* Work to be completed *
Extract every line between the one with "Detect blue curtain." and the end of the entries, both included, word for word and free of pictures.

------------------------------------------------------------

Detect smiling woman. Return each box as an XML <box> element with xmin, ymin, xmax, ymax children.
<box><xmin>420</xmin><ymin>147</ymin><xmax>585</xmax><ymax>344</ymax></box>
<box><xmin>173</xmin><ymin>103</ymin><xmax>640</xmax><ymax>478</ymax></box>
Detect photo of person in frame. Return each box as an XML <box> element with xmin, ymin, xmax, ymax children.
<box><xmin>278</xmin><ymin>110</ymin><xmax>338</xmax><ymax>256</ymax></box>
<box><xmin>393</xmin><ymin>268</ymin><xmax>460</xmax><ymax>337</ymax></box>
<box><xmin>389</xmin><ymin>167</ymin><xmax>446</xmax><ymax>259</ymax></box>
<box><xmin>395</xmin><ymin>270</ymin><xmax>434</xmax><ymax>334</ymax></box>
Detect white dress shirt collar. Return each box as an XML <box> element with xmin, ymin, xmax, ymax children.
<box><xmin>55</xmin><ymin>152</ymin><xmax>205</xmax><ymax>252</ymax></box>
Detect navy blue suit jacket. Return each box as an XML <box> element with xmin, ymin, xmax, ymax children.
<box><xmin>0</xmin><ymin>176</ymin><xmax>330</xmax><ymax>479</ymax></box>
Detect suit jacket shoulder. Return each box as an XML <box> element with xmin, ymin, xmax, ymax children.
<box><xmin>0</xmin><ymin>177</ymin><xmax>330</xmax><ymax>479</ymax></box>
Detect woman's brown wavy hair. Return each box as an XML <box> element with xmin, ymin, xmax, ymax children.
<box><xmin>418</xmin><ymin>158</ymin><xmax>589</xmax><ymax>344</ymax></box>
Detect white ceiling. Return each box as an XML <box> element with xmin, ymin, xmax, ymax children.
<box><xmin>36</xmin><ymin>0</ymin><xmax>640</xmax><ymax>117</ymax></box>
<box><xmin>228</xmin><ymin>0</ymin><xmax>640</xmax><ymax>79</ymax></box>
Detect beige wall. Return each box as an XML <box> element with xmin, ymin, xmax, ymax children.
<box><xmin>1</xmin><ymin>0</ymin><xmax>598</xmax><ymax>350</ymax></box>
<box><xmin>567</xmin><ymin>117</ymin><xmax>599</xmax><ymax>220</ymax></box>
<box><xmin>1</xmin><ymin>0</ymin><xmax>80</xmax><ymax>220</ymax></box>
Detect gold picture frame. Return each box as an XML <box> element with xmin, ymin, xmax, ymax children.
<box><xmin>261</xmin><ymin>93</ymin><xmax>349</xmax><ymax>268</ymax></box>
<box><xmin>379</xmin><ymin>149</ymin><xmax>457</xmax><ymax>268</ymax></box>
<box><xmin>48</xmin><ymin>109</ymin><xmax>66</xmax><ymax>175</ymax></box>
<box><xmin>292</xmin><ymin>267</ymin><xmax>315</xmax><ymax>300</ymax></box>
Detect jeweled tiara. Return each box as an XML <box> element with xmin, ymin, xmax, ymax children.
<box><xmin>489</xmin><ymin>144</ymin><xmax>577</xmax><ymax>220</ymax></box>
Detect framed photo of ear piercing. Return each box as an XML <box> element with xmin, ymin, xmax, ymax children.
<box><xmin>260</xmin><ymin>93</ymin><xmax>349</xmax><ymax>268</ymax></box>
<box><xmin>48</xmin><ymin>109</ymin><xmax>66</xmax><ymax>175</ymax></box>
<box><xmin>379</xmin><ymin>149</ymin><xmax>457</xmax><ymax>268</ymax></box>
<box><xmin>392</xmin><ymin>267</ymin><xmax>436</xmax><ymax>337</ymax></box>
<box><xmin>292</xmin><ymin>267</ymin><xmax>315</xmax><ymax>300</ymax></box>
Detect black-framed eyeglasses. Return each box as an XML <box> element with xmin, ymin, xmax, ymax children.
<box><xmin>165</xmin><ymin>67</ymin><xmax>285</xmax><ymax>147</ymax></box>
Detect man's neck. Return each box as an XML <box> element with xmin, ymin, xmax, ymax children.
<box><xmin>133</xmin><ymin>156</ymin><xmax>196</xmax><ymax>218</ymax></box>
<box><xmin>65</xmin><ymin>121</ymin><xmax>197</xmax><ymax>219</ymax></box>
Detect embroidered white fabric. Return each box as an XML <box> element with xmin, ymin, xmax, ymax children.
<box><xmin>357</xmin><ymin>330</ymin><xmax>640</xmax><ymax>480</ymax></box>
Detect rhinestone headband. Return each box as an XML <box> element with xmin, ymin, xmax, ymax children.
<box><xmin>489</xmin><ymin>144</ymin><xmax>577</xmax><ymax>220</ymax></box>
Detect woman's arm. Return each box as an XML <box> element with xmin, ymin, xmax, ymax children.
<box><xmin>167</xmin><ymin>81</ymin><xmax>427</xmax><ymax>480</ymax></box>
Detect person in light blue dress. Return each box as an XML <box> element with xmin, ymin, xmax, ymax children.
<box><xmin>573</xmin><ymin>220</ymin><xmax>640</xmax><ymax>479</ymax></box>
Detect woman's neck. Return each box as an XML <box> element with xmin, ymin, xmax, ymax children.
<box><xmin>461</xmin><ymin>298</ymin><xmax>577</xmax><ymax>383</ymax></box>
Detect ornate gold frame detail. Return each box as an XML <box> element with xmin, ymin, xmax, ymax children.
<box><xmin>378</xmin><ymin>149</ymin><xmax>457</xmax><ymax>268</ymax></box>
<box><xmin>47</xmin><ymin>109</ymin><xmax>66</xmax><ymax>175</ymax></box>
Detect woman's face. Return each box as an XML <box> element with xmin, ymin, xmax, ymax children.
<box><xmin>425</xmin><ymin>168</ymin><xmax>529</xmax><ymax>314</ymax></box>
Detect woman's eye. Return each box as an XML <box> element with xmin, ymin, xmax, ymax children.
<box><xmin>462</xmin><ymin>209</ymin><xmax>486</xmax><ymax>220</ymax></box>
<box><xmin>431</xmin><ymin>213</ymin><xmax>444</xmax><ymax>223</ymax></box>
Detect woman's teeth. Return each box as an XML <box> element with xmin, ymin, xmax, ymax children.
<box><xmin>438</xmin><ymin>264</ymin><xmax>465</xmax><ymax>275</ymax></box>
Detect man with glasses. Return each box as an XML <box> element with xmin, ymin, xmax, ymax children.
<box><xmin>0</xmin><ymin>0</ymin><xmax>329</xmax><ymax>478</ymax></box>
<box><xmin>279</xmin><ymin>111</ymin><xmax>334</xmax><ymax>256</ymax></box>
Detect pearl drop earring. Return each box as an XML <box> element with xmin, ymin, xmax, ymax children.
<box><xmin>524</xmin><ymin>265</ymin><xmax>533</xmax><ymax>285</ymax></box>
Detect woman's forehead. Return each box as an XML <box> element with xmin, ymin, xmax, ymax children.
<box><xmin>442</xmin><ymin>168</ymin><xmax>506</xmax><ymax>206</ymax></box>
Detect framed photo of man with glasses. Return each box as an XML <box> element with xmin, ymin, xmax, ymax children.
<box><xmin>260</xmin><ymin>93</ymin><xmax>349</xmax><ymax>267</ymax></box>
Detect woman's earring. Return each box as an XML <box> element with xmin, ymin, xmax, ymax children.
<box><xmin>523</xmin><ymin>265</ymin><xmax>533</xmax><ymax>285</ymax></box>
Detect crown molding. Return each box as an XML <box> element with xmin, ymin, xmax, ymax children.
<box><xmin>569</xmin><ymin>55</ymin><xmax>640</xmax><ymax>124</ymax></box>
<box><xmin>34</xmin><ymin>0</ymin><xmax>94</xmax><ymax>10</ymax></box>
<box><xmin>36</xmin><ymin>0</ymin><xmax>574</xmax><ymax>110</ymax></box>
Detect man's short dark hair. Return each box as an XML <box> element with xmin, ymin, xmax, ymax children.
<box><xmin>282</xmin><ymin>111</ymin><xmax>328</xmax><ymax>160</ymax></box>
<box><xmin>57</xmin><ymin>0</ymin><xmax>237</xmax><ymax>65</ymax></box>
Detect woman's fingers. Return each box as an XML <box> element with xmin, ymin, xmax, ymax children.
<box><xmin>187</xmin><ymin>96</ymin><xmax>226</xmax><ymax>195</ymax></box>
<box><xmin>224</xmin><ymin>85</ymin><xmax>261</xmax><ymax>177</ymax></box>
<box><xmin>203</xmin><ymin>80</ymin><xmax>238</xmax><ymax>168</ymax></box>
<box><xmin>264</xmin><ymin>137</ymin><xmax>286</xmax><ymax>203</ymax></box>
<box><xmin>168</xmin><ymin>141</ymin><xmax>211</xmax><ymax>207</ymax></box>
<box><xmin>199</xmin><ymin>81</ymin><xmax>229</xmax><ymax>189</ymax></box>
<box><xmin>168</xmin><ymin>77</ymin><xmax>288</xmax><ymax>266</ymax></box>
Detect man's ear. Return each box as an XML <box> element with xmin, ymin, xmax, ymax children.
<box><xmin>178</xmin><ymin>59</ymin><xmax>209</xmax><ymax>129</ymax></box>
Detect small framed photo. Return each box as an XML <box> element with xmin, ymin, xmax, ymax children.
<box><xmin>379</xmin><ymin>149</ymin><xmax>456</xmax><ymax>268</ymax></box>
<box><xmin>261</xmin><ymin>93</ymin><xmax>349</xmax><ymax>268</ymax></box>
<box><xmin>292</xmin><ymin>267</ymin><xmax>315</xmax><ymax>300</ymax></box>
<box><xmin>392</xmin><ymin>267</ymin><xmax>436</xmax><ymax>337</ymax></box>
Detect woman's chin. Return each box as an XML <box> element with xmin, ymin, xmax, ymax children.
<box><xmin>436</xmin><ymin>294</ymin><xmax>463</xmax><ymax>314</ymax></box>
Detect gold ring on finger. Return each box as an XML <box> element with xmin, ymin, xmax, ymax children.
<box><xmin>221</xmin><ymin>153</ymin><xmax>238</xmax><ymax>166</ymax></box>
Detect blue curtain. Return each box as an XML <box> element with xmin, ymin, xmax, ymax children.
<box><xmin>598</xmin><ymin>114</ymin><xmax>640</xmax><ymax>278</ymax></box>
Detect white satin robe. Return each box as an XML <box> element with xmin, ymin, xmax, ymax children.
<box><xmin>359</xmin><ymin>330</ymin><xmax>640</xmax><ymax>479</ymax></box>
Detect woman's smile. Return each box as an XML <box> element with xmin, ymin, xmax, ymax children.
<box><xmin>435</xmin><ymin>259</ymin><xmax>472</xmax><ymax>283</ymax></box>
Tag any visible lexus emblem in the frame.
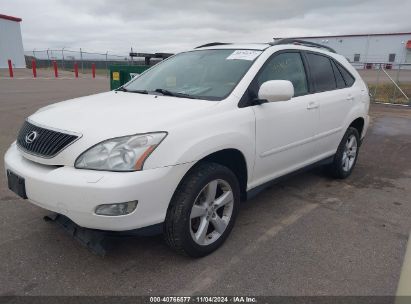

------------------------------------------------------------

* Output of the exercise *
Detect blue curtain. Return each box as an XML <box> element with xmin, ymin, xmax, ymax children.
<box><xmin>598</xmin><ymin>114</ymin><xmax>640</xmax><ymax>278</ymax></box>
Detect white satin robe. Return each box as an XML <box> element with xmin, ymin, xmax, ymax children.
<box><xmin>359</xmin><ymin>330</ymin><xmax>640</xmax><ymax>479</ymax></box>
Detect woman's smile. Return each box as an XML <box> element with xmin, ymin, xmax, ymax children.
<box><xmin>435</xmin><ymin>259</ymin><xmax>472</xmax><ymax>283</ymax></box>
Tag any visible lexus emblem in the frame.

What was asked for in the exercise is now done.